Content starts

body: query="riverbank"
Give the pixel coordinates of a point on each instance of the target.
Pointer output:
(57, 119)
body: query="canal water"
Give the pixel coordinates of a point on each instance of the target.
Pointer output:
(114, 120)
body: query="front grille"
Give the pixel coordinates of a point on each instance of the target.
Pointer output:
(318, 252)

Content ends

▶ Your instructions
Everything in the listing must be written out again without any change.

▶ Solution to this task
body: query="riverbank"
Give the pixel coordinates of a point on each instance of the target.
Pointer output:
(57, 119)
body: query="canal water"
Give the pixel coordinates of a point on each instance of the target.
Pointer output:
(114, 120)
body: query="front grille"
Give the pixel coordinates of a point on each instance of the target.
Pointer output:
(318, 252)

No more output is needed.